[Begin Text excerpt]

New Prague High School is a public secondary school in New Prague, Minnesota, United States serving the communities of New Prague,  Lonsdale, and  Elko New Market.  The school has a ninety-eight percent or better graduation rate on average, and ninety percent of graduates attend a post-secondary institution.

History
The first high school classes in New Prague were held in a K–12 schoolhouse with the first high school class graduating in 1907. A separate high school building was constructed in 1924 at the corner of 1st Avenue NW and Main Street. An addition to that building opened in 1963, and a new high school opened across the street in 1976. The current high school building opened in 1999 at the corner of Columbus Ave. and 12th St. NE, onto which an addition was added in 2006.

[End Text excerpt]

◆ What to work on:
1) Please copy the passage on New Prague High School word for word, from "New Prague High" to "a post-secondary institution.".
2) In the passage on New Prague High School, at which corner was the separate high school building of 1924 built?

[Begin Extracted records]

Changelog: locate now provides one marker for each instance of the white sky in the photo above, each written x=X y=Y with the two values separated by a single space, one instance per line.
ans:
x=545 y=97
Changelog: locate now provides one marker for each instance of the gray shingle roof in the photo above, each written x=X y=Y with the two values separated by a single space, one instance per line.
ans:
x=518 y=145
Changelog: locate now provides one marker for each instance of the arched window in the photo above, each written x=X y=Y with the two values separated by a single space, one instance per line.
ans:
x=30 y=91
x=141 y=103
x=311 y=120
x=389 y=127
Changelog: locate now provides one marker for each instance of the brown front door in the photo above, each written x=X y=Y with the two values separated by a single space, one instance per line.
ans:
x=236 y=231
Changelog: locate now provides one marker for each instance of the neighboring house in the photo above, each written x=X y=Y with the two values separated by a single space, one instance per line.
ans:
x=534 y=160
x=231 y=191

[End Extracted records]

◆ Solutions in order:
1)
New Prague High School is a public secondary school in New Prague, Minnesota, United States serving the communities of New Prague,  Lonsdale, and  Elko New Market.  The school has a ninety-eight percent or better graduation rate on average, and ninety percent of graduates attend a post-secondary institution.

2) At the corner of 1st Avenue NW and Main Street.